Do this: Every record should be written out exactly, please.

** BEGIN **

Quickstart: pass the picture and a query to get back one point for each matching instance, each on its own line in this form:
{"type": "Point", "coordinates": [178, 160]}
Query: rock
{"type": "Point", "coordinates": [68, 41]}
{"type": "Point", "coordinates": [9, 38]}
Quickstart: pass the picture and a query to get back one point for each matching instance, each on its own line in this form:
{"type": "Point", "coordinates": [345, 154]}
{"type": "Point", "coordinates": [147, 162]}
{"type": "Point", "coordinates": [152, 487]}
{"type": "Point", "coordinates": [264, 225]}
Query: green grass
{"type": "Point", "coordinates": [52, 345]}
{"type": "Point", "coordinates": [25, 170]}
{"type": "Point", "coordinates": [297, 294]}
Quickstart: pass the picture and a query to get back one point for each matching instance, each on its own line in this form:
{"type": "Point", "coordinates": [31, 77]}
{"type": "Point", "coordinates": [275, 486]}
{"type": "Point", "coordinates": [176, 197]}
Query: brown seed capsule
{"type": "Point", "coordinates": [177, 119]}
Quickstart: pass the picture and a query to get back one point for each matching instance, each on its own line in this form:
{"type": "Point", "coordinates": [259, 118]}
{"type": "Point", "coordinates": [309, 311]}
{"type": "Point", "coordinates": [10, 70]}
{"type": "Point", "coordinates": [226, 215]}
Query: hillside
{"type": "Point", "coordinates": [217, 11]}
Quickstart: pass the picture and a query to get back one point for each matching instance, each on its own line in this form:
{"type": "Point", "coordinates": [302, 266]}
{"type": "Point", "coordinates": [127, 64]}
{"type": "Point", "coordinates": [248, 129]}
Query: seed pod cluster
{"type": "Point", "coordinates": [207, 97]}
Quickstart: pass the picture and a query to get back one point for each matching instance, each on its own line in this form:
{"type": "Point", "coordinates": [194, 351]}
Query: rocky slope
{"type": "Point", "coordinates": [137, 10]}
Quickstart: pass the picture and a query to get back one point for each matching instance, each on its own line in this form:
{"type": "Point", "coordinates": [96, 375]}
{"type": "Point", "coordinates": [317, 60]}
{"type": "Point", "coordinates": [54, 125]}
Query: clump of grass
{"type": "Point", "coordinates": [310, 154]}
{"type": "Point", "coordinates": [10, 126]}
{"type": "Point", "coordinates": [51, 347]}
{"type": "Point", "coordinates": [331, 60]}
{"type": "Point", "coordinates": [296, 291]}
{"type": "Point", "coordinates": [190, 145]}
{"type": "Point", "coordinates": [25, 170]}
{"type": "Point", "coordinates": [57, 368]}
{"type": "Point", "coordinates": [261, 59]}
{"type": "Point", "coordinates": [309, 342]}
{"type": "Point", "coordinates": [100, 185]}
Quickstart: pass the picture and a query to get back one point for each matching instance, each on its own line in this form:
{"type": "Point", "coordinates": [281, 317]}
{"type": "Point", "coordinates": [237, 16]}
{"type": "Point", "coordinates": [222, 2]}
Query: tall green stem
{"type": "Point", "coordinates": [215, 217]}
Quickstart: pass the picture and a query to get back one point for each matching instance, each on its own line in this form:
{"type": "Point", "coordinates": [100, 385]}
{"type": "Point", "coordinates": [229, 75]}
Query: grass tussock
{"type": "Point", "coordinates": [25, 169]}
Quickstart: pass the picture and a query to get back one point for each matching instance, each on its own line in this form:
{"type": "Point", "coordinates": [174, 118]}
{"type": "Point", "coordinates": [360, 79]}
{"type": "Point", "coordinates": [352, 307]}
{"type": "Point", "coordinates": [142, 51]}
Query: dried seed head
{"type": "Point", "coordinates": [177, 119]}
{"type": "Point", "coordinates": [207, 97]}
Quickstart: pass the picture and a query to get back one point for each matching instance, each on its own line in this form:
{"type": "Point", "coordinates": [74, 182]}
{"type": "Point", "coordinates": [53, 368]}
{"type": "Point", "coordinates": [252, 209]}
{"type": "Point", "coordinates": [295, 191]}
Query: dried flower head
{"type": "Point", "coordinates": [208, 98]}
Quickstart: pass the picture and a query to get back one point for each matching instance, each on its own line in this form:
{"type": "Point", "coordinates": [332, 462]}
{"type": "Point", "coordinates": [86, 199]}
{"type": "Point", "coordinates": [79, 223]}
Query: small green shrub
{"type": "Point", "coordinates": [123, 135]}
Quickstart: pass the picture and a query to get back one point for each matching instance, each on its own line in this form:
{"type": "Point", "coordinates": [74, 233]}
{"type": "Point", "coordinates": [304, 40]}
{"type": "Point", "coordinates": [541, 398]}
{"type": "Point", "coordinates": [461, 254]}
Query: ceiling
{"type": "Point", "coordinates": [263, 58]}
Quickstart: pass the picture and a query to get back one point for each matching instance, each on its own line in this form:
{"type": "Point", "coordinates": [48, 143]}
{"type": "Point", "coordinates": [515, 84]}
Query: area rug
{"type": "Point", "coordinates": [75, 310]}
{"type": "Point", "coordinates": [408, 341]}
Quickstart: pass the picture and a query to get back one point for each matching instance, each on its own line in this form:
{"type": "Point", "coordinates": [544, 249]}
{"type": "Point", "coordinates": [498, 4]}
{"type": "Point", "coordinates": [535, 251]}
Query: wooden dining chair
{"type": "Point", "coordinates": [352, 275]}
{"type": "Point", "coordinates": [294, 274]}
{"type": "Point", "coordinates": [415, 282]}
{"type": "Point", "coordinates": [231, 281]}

** END **

Completed exercise:
Quickstart: pass the picture and a query to get back one point for each matching instance, each on its own line in this form:
{"type": "Point", "coordinates": [178, 160]}
Query: rock
{"type": "Point", "coordinates": [68, 41]}
{"type": "Point", "coordinates": [9, 38]}
Quickstart: pass the picture and a query to get back one point for each matching instance, each on its own line in this form:
{"type": "Point", "coordinates": [345, 154]}
{"type": "Point", "coordinates": [147, 162]}
{"type": "Point", "coordinates": [152, 487]}
{"type": "Point", "coordinates": [264, 225]}
Query: green grass
{"type": "Point", "coordinates": [52, 345]}
{"type": "Point", "coordinates": [25, 170]}
{"type": "Point", "coordinates": [297, 294]}
Quickstart: pass the picture and a query to get back one point for each matching instance, each on its own line in this form:
{"type": "Point", "coordinates": [31, 77]}
{"type": "Point", "coordinates": [275, 486]}
{"type": "Point", "coordinates": [176, 197]}
Query: brown seed capsule
{"type": "Point", "coordinates": [177, 119]}
Quickstart: pass the picture and a query to get back one point for each matching instance, each on its own line in this form:
{"type": "Point", "coordinates": [259, 118]}
{"type": "Point", "coordinates": [309, 311]}
{"type": "Point", "coordinates": [10, 70]}
{"type": "Point", "coordinates": [226, 215]}
Query: hillside
{"type": "Point", "coordinates": [217, 11]}
Quickstart: pass the picture and a query to get back one point for each matching instance, each on its own line in this form:
{"type": "Point", "coordinates": [302, 266]}
{"type": "Point", "coordinates": [127, 64]}
{"type": "Point", "coordinates": [248, 129]}
Query: seed pod cluster
{"type": "Point", "coordinates": [207, 97]}
Quickstart: pass the picture and a query to get back one point for each matching instance, each on its own line in this form:
{"type": "Point", "coordinates": [194, 351]}
Query: rocky slope
{"type": "Point", "coordinates": [137, 10]}
Quickstart: pass the picture and a query to get back one point for each matching instance, each on its own line in this form:
{"type": "Point", "coordinates": [96, 375]}
{"type": "Point", "coordinates": [317, 60]}
{"type": "Point", "coordinates": [54, 125]}
Query: clump of grass
{"type": "Point", "coordinates": [310, 154]}
{"type": "Point", "coordinates": [10, 126]}
{"type": "Point", "coordinates": [51, 347]}
{"type": "Point", "coordinates": [331, 60]}
{"type": "Point", "coordinates": [296, 291]}
{"type": "Point", "coordinates": [190, 145]}
{"type": "Point", "coordinates": [25, 170]}
{"type": "Point", "coordinates": [57, 368]}
{"type": "Point", "coordinates": [261, 59]}
{"type": "Point", "coordinates": [309, 342]}
{"type": "Point", "coordinates": [100, 185]}
Quickstart: pass the picture and a query to get back one point for each matching instance, each on its own line in this form:
{"type": "Point", "coordinates": [281, 317]}
{"type": "Point", "coordinates": [237, 16]}
{"type": "Point", "coordinates": [222, 2]}
Query: tall green stem
{"type": "Point", "coordinates": [215, 217]}
Quickstart: pass the picture and a query to get back one point for each matching instance, each on its own line in this form:
{"type": "Point", "coordinates": [100, 385]}
{"type": "Point", "coordinates": [229, 75]}
Query: grass tussock
{"type": "Point", "coordinates": [25, 169]}
Quickstart: pass the picture and a query to get back one point for each matching instance, each on its own line in this form:
{"type": "Point", "coordinates": [174, 118]}
{"type": "Point", "coordinates": [360, 79]}
{"type": "Point", "coordinates": [352, 307]}
{"type": "Point", "coordinates": [142, 51]}
Query: dried seed head
{"type": "Point", "coordinates": [177, 119]}
{"type": "Point", "coordinates": [207, 97]}
Quickstart: pass the picture and a query to get back one point for each matching instance, each on its own line in this form:
{"type": "Point", "coordinates": [74, 182]}
{"type": "Point", "coordinates": [53, 368]}
{"type": "Point", "coordinates": [252, 209]}
{"type": "Point", "coordinates": [295, 191]}
Query: dried flower head
{"type": "Point", "coordinates": [208, 98]}
Quickstart: pass the picture and a query to get back one point for each matching instance, each on its own line in this form:
{"type": "Point", "coordinates": [332, 462]}
{"type": "Point", "coordinates": [86, 199]}
{"type": "Point", "coordinates": [79, 223]}
Query: small green shrub
{"type": "Point", "coordinates": [123, 135]}
Quickstart: pass the picture and a query to get back one point for each matching instance, each on its own line in this form:
{"type": "Point", "coordinates": [74, 233]}
{"type": "Point", "coordinates": [304, 40]}
{"type": "Point", "coordinates": [541, 398]}
{"type": "Point", "coordinates": [461, 254]}
Query: ceiling
{"type": "Point", "coordinates": [263, 58]}
Quickstart: pass the picture and a query to get back one point for each matching instance, each on its own line in this form:
{"type": "Point", "coordinates": [48, 143]}
{"type": "Point", "coordinates": [515, 84]}
Query: area rug
{"type": "Point", "coordinates": [75, 310]}
{"type": "Point", "coordinates": [408, 341]}
Quickstart: pass the picture and a query to get back one point for each matching instance, each on its own line in this form:
{"type": "Point", "coordinates": [544, 249]}
{"type": "Point", "coordinates": [498, 4]}
{"type": "Point", "coordinates": [535, 251]}
Query: wooden dining chair
{"type": "Point", "coordinates": [352, 275]}
{"type": "Point", "coordinates": [294, 274]}
{"type": "Point", "coordinates": [415, 282]}
{"type": "Point", "coordinates": [231, 281]}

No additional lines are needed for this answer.